**** Text block

A Venuta, P Bertolani
cholecystitis, hepatitis, hepatitis-a-virus hav
A Venuta, P Bertolani. Acute Cholecystitis In A Child With HAV Infection. The Internet Journal of Pediatrics and Neonatology. 2006 Volume 6 Number 2.
We report a case of acute cholecystitis in a 2-year-old male child with hepatitis A virus (HAV) infection. The occurrence of this complication is rare, but must be kept in mind, as it can lead to gangrene and perforation of cholecystic wall and become a surgical emergency
A 2 year-old male child of Iranian ancestry, but living in Italy, was admitted with jaundice following four days of relapsing-remitting high fever, nausea and vomiting. On the third day he presented with a febrile generalised convulsion. On examination he appeared jaundiced and dehydrated. His temperature was 39°C, the respiratory rate was 40/min and he was tachycardic (110/min). The right upper quadrant of his abdomen was tender with an exquisite Murphy sign. Mild splenomegaly was also observed. There were no features of meningism and no signs of neurodeficit.
Laboratory studies found a haematocrit of 28%, a low WBC count (3.500/mm3), elevated C reactive protein (12.5 mg/dL), elevated AST (1020 U/L) and ALT (550 U/L), increased total bilirubinemia (5.8 mg/dL) with a direct fraction of 2.8 mg/dL, and prothrombin activity 63%. Serology for viral hepatitis suggested acute hepatitis A infection (anti HAV IgM +), and was negative for other causes (HBsAg (-), anti HBcIgM (-), anti HCV (-)). Serology for salmonellosis and brucellosis were negative. Three serial blood cultures were negative. Stool culture and parasitological examination were negative.
An abdominal ultrasound showed hepatomegaly and increased volume of the gallbladder with no gallstones. Its wall was markedly thickened and microabscesses were noted. A small amount of pericholecystic fluid was present. Sonographic Murphy sign was elicited when the probe was pushed directely on the gallblabber. (Figure1.)
The child was transferred to a surgical ward under observation for conservative treatment. In the following five days symptoms and signs slowly regressed. An abdominal ultrasound was repeated at discharge, 10 days after admission: the gallbladder wall appeared normal and the pericholecystic fluid was reabsorbed. AST was 110 U/L and ALT 249 U/L, WBC count was 5.900 mm3 and thrombocytosis was present (690.000 mm3). At 3-month follow up he was doing well.

********
**** Available data

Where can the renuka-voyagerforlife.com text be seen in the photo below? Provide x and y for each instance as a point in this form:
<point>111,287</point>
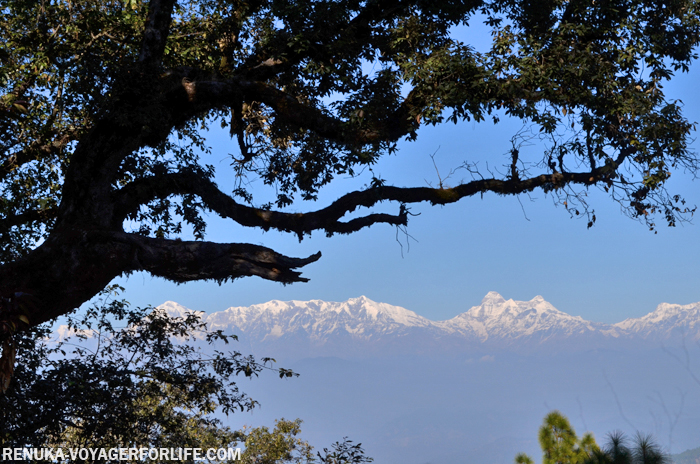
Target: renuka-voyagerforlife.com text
<point>122,454</point>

********

*What is needed*:
Continue the case report on acute cholecystitis in a two-year-old child with hepatitis A infection, starting after its last sentence.

*Written answer*:
Our infant had clinical and echographic signs of cholecystitis during an episode of hepatitis A. Acute cholecystitis in the course of HAV infection is a rare event. Only few cases have been described in adults 1 , 2 , 3 . Mourani et al. reported a case of a 68-year-old man who underwent surgery; an immunohistochemical analysis demonstrated that HAV infected the epithelium of both the intrahepatic bile ducts and the gallbladder 2 . These findings demonstrate that HAV can play a direct role in the pathogenesis of cholestasis and gallbladder abnormalities in course of HAV hepatitis.
Black et al. 4 described a 6-year-old boy admitted to hospital with acute gangrenous cholecystitis requiring emergency cholecystectomy. Examination of the gall-bladder revealed severe inflammation with areas of haemorrhage and necrosis and mucosal sloughing; serology confirmed hepatitis A infection.
Casha et al. 5 reported a 12-year-old girl with abdominal pain and fever with clinical features of cholecystitis. Echography showed thickening of gallbladder wall. In the following days jaundice appeared and HAV hepatitis was demonstrated.
We therefore conclude that cholecystitis is a rare complication of HAV infection that must be kept in mind, as it can lead to gangrene and perforation of cholecystic wall and become a surgical emergency.